** Begin **
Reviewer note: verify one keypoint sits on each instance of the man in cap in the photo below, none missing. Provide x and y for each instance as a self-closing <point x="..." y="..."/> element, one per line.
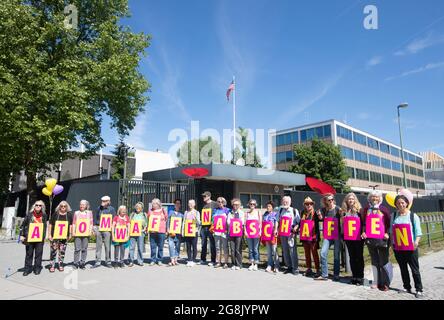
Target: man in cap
<point x="205" y="231"/>
<point x="103" y="237"/>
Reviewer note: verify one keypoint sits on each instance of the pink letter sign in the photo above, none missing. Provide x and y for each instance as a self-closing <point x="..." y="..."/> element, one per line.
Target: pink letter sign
<point x="267" y="230"/>
<point x="402" y="239"/>
<point x="330" y="230"/>
<point x="307" y="230"/>
<point x="374" y="227"/>
<point x="252" y="229"/>
<point x="220" y="223"/>
<point x="105" y="222"/>
<point x="352" y="228"/>
<point x="285" y="227"/>
<point x="236" y="228"/>
<point x="206" y="217"/>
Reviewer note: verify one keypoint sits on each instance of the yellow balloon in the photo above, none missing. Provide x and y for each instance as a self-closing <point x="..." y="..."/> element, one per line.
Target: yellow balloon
<point x="46" y="192"/>
<point x="50" y="184"/>
<point x="390" y="198"/>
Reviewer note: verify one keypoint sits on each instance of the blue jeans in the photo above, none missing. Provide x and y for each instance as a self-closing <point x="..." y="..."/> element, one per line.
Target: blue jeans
<point x="174" y="246"/>
<point x="253" y="249"/>
<point x="156" y="244"/>
<point x="273" y="259"/>
<point x="324" y="257"/>
<point x="290" y="253"/>
<point x="140" y="241"/>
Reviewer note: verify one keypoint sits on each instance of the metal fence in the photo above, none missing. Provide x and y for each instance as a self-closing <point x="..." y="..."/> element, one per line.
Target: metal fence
<point x="133" y="191"/>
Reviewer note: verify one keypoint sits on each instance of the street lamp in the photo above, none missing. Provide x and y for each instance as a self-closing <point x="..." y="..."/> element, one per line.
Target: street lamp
<point x="402" y="105"/>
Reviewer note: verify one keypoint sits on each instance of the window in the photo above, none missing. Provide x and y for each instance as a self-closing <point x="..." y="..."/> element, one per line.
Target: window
<point x="396" y="166"/>
<point x="375" y="177"/>
<point x="395" y="152"/>
<point x="372" y="143"/>
<point x="289" y="156"/>
<point x="361" y="156"/>
<point x="397" y="181"/>
<point x="385" y="163"/>
<point x="327" y="131"/>
<point x="362" y="174"/>
<point x="359" y="138"/>
<point x="344" y="133"/>
<point x="351" y="172"/>
<point x="387" y="179"/>
<point x="347" y="153"/>
<point x="374" y="160"/>
<point x="280" y="140"/>
<point x="280" y="157"/>
<point x="384" y="147"/>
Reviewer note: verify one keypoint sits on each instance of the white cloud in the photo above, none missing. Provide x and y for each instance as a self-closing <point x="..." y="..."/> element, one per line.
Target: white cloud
<point x="374" y="61"/>
<point x="418" y="45"/>
<point x="427" y="67"/>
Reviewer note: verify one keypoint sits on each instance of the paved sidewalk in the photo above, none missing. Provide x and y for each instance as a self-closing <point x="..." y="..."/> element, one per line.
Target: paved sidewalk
<point x="191" y="283"/>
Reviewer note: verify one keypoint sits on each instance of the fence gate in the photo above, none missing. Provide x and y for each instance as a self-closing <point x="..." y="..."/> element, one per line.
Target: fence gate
<point x="133" y="191"/>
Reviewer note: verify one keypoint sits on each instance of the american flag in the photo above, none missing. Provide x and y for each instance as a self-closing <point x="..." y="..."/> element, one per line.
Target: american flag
<point x="230" y="88"/>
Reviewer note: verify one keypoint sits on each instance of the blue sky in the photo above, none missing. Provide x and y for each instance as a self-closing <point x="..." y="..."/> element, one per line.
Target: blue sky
<point x="295" y="62"/>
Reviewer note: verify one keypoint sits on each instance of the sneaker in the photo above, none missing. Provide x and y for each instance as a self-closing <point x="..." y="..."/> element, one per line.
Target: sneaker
<point x="405" y="291"/>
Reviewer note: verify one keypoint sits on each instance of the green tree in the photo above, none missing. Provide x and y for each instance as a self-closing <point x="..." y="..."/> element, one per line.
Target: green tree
<point x="118" y="162"/>
<point x="323" y="161"/>
<point x="204" y="150"/>
<point x="247" y="150"/>
<point x="58" y="82"/>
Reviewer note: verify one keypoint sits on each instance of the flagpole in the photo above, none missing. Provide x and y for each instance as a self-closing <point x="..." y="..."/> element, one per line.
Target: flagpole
<point x="234" y="121"/>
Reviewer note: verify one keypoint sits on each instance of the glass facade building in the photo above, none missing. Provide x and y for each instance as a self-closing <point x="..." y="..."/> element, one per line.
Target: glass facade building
<point x="370" y="160"/>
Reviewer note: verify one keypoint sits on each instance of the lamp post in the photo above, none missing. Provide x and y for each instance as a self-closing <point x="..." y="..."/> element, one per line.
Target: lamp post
<point x="402" y="105"/>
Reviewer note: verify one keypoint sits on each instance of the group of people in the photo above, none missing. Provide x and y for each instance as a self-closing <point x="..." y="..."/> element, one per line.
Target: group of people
<point x="214" y="225"/>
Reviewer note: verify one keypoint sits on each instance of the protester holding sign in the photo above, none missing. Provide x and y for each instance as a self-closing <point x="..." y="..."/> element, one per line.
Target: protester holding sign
<point x="82" y="225"/>
<point x="157" y="220"/>
<point x="138" y="226"/>
<point x="310" y="236"/>
<point x="375" y="226"/>
<point x="236" y="222"/>
<point x="269" y="237"/>
<point x="352" y="236"/>
<point x="120" y="232"/>
<point x="207" y="212"/>
<point x="289" y="219"/>
<point x="32" y="235"/>
<point x="406" y="233"/>
<point x="191" y="218"/>
<point x="330" y="214"/>
<point x="219" y="227"/>
<point x="175" y="218"/>
<point x="102" y="229"/>
<point x="60" y="232"/>
<point x="253" y="221"/>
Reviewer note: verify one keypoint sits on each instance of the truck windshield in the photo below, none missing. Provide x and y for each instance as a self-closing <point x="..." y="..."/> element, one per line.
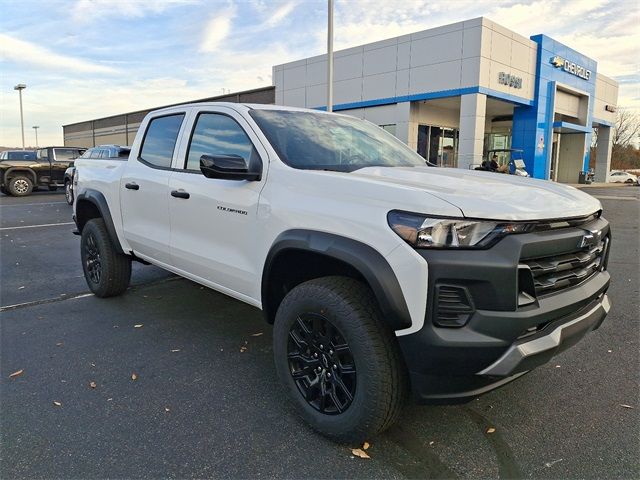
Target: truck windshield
<point x="317" y="141"/>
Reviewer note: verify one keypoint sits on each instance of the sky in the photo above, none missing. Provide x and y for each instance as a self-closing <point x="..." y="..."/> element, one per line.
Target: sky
<point x="85" y="59"/>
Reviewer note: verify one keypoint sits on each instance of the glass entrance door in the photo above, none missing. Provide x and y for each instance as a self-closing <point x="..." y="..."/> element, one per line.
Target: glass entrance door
<point x="438" y="145"/>
<point x="555" y="152"/>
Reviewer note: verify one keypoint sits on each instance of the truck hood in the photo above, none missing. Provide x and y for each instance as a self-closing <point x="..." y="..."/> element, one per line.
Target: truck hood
<point x="489" y="195"/>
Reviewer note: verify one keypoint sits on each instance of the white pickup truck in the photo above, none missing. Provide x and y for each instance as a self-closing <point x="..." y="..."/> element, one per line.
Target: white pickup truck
<point x="381" y="275"/>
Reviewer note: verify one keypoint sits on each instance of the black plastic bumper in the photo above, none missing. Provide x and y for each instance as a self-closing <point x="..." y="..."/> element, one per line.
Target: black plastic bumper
<point x="501" y="340"/>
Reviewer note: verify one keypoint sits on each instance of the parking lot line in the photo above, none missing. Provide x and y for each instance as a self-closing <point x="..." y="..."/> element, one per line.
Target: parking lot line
<point x="608" y="197"/>
<point x="36" y="226"/>
<point x="46" y="300"/>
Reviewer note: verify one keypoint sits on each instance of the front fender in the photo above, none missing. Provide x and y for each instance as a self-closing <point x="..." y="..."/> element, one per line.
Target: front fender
<point x="373" y="267"/>
<point x="87" y="204"/>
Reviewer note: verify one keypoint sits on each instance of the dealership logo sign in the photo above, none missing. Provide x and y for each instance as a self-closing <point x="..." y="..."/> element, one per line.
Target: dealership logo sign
<point x="509" y="80"/>
<point x="571" y="67"/>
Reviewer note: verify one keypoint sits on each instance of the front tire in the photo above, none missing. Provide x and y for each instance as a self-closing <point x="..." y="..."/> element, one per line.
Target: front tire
<point x="68" y="192"/>
<point x="339" y="362"/>
<point x="106" y="271"/>
<point x="20" y="186"/>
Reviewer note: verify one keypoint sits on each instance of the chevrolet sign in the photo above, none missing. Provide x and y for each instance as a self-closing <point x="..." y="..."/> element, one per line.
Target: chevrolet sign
<point x="570" y="67"/>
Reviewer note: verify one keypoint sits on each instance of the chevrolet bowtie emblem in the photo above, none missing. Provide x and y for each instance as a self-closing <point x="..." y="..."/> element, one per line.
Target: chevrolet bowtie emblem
<point x="590" y="239"/>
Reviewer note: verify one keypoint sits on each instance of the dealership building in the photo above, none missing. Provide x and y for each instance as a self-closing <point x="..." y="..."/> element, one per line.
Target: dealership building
<point x="452" y="93"/>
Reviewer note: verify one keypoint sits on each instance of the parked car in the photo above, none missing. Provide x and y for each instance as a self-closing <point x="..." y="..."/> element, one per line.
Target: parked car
<point x="18" y="155"/>
<point x="622" y="177"/>
<point x="101" y="151"/>
<point x="378" y="272"/>
<point x="21" y="176"/>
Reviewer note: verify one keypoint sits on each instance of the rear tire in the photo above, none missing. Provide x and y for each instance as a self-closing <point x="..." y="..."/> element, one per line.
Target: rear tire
<point x="20" y="186"/>
<point x="68" y="192"/>
<point x="329" y="334"/>
<point x="106" y="271"/>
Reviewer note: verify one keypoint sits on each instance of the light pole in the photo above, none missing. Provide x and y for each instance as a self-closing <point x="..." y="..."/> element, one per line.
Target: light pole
<point x="36" y="127"/>
<point x="330" y="57"/>
<point x="20" y="87"/>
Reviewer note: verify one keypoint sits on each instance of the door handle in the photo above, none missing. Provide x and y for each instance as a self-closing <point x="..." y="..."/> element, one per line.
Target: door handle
<point x="179" y="194"/>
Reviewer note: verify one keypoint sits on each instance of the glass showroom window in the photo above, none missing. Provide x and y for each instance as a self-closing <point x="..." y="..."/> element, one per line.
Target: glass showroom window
<point x="391" y="128"/>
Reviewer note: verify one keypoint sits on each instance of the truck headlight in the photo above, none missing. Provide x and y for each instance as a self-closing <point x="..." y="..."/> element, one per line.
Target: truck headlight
<point x="422" y="231"/>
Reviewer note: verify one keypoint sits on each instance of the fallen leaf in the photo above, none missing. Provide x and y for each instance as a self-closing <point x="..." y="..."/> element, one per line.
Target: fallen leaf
<point x="358" y="452"/>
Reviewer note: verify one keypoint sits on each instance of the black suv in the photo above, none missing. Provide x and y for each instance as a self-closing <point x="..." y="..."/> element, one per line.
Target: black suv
<point x="19" y="177"/>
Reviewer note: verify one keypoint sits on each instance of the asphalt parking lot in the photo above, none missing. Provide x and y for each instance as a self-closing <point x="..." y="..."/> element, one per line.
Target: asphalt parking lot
<point x="206" y="402"/>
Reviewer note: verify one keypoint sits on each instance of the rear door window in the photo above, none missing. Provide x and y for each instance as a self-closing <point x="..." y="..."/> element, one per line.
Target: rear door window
<point x="160" y="140"/>
<point x="62" y="154"/>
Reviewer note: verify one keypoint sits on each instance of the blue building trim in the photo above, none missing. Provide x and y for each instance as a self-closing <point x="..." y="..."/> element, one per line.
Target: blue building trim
<point x="573" y="126"/>
<point x="604" y="123"/>
<point x="430" y="96"/>
<point x="532" y="129"/>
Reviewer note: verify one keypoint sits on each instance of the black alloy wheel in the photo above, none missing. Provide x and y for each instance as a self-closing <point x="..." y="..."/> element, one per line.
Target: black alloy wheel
<point x="93" y="261"/>
<point x="106" y="270"/>
<point x="321" y="364"/>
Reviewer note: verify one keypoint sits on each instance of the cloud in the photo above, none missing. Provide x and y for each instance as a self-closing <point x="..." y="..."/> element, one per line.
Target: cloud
<point x="85" y="11"/>
<point x="280" y="14"/>
<point x="217" y="29"/>
<point x="20" y="51"/>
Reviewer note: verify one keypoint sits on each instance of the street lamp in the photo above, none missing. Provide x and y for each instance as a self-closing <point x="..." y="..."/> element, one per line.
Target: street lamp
<point x="20" y="87"/>
<point x="36" y="127"/>
<point x="330" y="56"/>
** End **
PROBLEM DESCRIPTION - Go back to the data above and please quote exactly, and only, the lines from the line with "the black alloy" through its last line.

ANSWER TO THIS EXERCISE -
Reviewer note: verify one keypoint sits on each instance of the black alloy wheel in the photo above, none missing. Provide x and y for each instance as a self-closing <point x="..." y="..."/> element, one per line.
Target: black alloy wheel
<point x="93" y="261"/>
<point x="106" y="270"/>
<point x="321" y="364"/>
Reviewer note: verify one keypoint sits on each instance of the cloud in the photo above, none missing. Provide x and y for each instance as a self-closing <point x="..." y="..."/> element, one per line.
Target: cloud
<point x="85" y="11"/>
<point x="280" y="14"/>
<point x="217" y="29"/>
<point x="20" y="51"/>
Reviewer note: verify one keypoint sits on each instance of the street lamp in the photo above, none missing. Provide x and y for each instance as a self-closing <point x="..." y="..."/> element, one per line.
Target: street lamp
<point x="20" y="87"/>
<point x="36" y="127"/>
<point x="330" y="56"/>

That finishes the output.